▶ [Data to use]:

┌────────

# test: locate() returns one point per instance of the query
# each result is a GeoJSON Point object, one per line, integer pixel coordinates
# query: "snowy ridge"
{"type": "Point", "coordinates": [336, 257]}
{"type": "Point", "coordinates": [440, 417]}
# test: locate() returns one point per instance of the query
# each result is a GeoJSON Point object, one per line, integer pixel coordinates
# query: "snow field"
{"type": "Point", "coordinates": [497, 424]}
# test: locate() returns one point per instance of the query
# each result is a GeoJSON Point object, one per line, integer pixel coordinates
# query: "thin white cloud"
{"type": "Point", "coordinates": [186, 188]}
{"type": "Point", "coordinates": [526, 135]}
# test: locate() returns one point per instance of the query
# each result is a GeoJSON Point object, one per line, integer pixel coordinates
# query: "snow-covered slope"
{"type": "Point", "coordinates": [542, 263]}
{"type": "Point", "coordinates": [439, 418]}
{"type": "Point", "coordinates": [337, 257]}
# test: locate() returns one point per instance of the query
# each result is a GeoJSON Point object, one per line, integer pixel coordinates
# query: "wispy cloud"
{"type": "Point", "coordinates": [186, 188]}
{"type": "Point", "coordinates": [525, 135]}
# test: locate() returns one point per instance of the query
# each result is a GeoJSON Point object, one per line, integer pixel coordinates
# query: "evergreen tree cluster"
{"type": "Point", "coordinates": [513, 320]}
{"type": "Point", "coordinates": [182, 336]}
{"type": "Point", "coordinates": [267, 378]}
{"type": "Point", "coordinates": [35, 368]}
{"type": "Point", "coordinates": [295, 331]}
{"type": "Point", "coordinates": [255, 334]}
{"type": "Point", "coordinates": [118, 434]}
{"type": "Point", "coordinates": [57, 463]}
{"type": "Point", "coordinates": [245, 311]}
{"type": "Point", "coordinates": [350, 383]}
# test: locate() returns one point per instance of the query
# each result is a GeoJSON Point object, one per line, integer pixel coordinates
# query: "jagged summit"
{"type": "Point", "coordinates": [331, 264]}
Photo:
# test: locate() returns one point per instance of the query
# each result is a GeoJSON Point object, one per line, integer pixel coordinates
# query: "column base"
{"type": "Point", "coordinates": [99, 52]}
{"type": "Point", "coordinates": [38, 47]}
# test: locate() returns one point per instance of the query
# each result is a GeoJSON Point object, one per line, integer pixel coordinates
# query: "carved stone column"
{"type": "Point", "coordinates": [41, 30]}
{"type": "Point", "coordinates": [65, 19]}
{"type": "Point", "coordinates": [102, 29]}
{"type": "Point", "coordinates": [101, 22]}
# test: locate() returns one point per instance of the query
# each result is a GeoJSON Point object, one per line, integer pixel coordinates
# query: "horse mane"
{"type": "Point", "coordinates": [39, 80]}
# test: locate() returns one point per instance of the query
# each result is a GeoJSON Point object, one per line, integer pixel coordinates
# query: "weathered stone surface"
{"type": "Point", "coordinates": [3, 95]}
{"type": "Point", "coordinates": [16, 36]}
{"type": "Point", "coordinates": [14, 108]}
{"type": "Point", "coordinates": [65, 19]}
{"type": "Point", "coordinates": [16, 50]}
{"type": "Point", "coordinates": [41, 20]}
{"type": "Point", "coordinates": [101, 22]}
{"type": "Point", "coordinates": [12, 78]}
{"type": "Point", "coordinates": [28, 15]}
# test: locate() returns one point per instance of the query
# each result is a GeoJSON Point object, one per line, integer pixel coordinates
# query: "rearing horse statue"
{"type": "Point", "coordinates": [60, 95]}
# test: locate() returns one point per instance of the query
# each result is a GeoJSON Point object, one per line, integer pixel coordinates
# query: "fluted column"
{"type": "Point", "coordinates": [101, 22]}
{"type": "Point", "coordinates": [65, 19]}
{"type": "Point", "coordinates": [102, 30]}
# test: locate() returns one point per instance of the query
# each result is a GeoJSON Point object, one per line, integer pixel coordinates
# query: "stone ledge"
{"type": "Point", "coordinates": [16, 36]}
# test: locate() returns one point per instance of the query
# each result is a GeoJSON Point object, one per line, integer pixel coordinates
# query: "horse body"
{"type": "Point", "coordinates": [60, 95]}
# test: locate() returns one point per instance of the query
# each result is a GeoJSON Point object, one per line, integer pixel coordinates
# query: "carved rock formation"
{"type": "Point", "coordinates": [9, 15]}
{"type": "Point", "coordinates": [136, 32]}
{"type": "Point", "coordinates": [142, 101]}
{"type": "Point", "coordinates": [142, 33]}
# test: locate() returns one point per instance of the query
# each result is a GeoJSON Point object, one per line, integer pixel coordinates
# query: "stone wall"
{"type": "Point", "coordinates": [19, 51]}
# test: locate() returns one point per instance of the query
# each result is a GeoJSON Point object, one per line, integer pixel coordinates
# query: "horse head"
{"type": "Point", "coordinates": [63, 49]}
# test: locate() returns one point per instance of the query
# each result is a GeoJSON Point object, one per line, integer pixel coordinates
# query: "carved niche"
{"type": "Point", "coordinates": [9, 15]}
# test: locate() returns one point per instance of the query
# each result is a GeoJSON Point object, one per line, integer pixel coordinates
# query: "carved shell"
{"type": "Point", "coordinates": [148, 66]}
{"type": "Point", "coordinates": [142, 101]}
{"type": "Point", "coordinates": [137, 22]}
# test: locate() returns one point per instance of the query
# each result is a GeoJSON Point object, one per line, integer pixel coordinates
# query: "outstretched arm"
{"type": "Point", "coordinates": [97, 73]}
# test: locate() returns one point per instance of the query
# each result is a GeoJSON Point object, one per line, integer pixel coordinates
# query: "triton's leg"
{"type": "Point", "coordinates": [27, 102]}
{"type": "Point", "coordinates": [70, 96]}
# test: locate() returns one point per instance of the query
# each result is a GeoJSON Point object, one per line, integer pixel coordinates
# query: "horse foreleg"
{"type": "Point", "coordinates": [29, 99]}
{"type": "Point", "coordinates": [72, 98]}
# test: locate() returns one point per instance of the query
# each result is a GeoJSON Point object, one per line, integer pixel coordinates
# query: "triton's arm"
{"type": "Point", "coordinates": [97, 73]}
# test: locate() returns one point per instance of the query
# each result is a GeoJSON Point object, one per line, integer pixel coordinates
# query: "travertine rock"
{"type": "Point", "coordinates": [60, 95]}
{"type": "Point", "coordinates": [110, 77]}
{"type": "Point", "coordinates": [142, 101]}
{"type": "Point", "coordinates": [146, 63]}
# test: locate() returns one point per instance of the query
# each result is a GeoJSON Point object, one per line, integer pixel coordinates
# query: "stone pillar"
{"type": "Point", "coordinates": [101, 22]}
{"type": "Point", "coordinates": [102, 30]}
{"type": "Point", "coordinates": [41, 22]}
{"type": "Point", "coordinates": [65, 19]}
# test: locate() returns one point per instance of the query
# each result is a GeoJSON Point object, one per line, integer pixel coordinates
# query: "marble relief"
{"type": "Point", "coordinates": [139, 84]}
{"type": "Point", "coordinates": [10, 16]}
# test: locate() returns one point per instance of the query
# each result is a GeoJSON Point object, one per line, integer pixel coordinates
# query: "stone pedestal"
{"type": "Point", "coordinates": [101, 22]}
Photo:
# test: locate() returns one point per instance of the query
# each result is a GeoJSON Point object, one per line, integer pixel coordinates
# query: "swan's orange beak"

└────────

▶ [What is asked]:
Using the data above, reproduce every line exactly.

▶ [Problem solution]:
# test: locate() returns one point per instance of the query
# each result is a GeoJSON Point object, one per line, integer pixel coordinates
# query: "snowy ridge"
{"type": "Point", "coordinates": [336, 257]}
{"type": "Point", "coordinates": [440, 417]}
# test: locate() returns one point per instance of the query
# each result is a GeoJSON Point object, one per line, integer pixel coordinates
# query: "snow field"
{"type": "Point", "coordinates": [497, 424]}
# test: locate() returns one point per instance of the query
# each result is a GeoJSON Point object, one per line, integer pixel coordinates
# query: "thin white cloud"
{"type": "Point", "coordinates": [186, 188]}
{"type": "Point", "coordinates": [526, 135]}
# test: locate() returns one point per instance of the query
# each result is a GeoJSON Point object, one per line, integer pixel coordinates
# query: "snow-covered slope"
{"type": "Point", "coordinates": [542, 263]}
{"type": "Point", "coordinates": [439, 418]}
{"type": "Point", "coordinates": [337, 257]}
# test: locate() returns one point per instance of the query
# each result is a GeoJSON Point object, one per line, integer pixel coordinates
# query: "wispy cloud"
{"type": "Point", "coordinates": [186, 188]}
{"type": "Point", "coordinates": [525, 135]}
# test: locate() returns one point per instance of the query
# each result is a GeoJSON Point object, one per line, integer pixel coordinates
# query: "evergreen tree cluster"
{"type": "Point", "coordinates": [513, 320]}
{"type": "Point", "coordinates": [182, 336]}
{"type": "Point", "coordinates": [267, 378]}
{"type": "Point", "coordinates": [35, 368]}
{"type": "Point", "coordinates": [295, 331]}
{"type": "Point", "coordinates": [255, 334]}
{"type": "Point", "coordinates": [118, 434]}
{"type": "Point", "coordinates": [57, 463]}
{"type": "Point", "coordinates": [245, 311]}
{"type": "Point", "coordinates": [350, 383]}
# test: locate() returns one point per instance of the query
# each result is a GeoJSON Point object, one per line, integer pixel coordinates
# query: "jagged summit"
{"type": "Point", "coordinates": [331, 264]}
Photo:
# test: locate() returns one point per instance of the query
# each result is a GeoJSON Point object, one per line, integer pixel coordinates
# query: "column base"
{"type": "Point", "coordinates": [99, 52]}
{"type": "Point", "coordinates": [38, 47]}
# test: locate() returns one point per instance of the query
# each result is a GeoJSON Point object, one per line, integer pixel coordinates
# query: "carved stone column"
{"type": "Point", "coordinates": [41, 30]}
{"type": "Point", "coordinates": [65, 19]}
{"type": "Point", "coordinates": [102, 29]}
{"type": "Point", "coordinates": [101, 22]}
# test: locate() returns one point per instance of the query
# each result is a GeoJSON Point object, one per line, integer pixel coordinates
# query: "horse mane"
{"type": "Point", "coordinates": [39, 80]}
# test: locate() returns one point per instance of the query
# each result is a GeoJSON Point object, one per line, integer pixel coordinates
# query: "weathered stone surface"
{"type": "Point", "coordinates": [3, 95]}
{"type": "Point", "coordinates": [16, 36]}
{"type": "Point", "coordinates": [14, 108]}
{"type": "Point", "coordinates": [65, 19]}
{"type": "Point", "coordinates": [16, 50]}
{"type": "Point", "coordinates": [41, 20]}
{"type": "Point", "coordinates": [101, 22]}
{"type": "Point", "coordinates": [12, 78]}
{"type": "Point", "coordinates": [28, 15]}
# test: locate() returns one point per instance of the query
# each result is a GeoJSON Point object, one per line, integer pixel coordinates
# query: "rearing horse statue"
{"type": "Point", "coordinates": [60, 95]}
# test: locate() returns one point per instance of the query
# each result is a GeoJSON Point object, one per line, integer pixel coordinates
# query: "fluted column"
{"type": "Point", "coordinates": [101, 22]}
{"type": "Point", "coordinates": [65, 19]}
{"type": "Point", "coordinates": [102, 30]}
# test: locate() returns one point per instance of the query
# each result is a GeoJSON Point object, one per line, integer pixel coordinates
# query: "stone ledge"
{"type": "Point", "coordinates": [16, 36]}
# test: locate() returns one point per instance of the query
# each result is a GeoJSON Point object, one per line, integer pixel coordinates
# query: "horse body"
{"type": "Point", "coordinates": [60, 95]}
# test: locate() returns one point per instance of the query
# each result is a GeoJSON Point object, one per line, integer pixel coordinates
# query: "carved rock formation"
{"type": "Point", "coordinates": [9, 15]}
{"type": "Point", "coordinates": [136, 32]}
{"type": "Point", "coordinates": [142, 101]}
{"type": "Point", "coordinates": [142, 33]}
# test: locate() returns one point per instance of the query
# each result is a GeoJSON Point object, one per line, integer pixel coordinates
# query: "stone wall"
{"type": "Point", "coordinates": [19, 51]}
# test: locate() returns one point per instance of the query
# each result is a GeoJSON Point object, one per line, integer pixel coordinates
# query: "horse head"
{"type": "Point", "coordinates": [63, 49]}
# test: locate() returns one point per instance of the query
# each result is a GeoJSON Point object, one per line, integer pixel coordinates
# query: "carved niche"
{"type": "Point", "coordinates": [9, 15]}
# test: locate() returns one point per instance of the query
# each result is a GeoJSON Point object, one per line, integer pixel coordinates
# query: "carved shell"
{"type": "Point", "coordinates": [148, 66]}
{"type": "Point", "coordinates": [142, 101]}
{"type": "Point", "coordinates": [137, 22]}
# test: locate() returns one point per instance of the query
# each result is a GeoJSON Point object, one per line, integer pixel coordinates
# query: "outstretched arm"
{"type": "Point", "coordinates": [97, 73]}
# test: locate() returns one point per instance of the query
# each result is a GeoJSON Point object, one per line, integer pixel coordinates
# query: "triton's leg"
{"type": "Point", "coordinates": [27, 102]}
{"type": "Point", "coordinates": [70, 96]}
# test: locate() returns one point per instance of the query
# each result is a GeoJSON Point object, one per line, integer pixel coordinates
# query: "horse foreleg"
{"type": "Point", "coordinates": [29, 99]}
{"type": "Point", "coordinates": [72, 98]}
# test: locate() returns one point per instance of the query
# each result is a GeoJSON Point object, one per line, integer pixel coordinates
# query: "triton's arm"
{"type": "Point", "coordinates": [97, 73]}
# test: locate() returns one point per instance of the query
# each result is a GeoJSON Point object, one per line, integer pixel coordinates
# query: "travertine rock"
{"type": "Point", "coordinates": [60, 95]}
{"type": "Point", "coordinates": [110, 77]}
{"type": "Point", "coordinates": [142, 101]}
{"type": "Point", "coordinates": [146, 63]}
# test: locate() returns one point per instance of the query
# each result is a GeoJSON Point object, one per line, integer pixel coordinates
# query: "stone pillar"
{"type": "Point", "coordinates": [101, 22]}
{"type": "Point", "coordinates": [102, 30]}
{"type": "Point", "coordinates": [41, 22]}
{"type": "Point", "coordinates": [65, 19]}
# test: locate() returns one point per instance of the query
# each result is a GeoJSON Point object, one per line, integer pixel coordinates
# query: "marble relief"
{"type": "Point", "coordinates": [139, 84]}
{"type": "Point", "coordinates": [10, 16]}
# test: locate() returns one point per instance of the query
# each result is a GeoJSON Point object, one per line, integer pixel coordinates
# query: "stone pedestal"
{"type": "Point", "coordinates": [101, 22]}
Photo:
# test: locate() returns one point per instance of the query
# each result is a GeoJSON Point object, one per line, integer pixel coordinates
# query: "swan's orange beak"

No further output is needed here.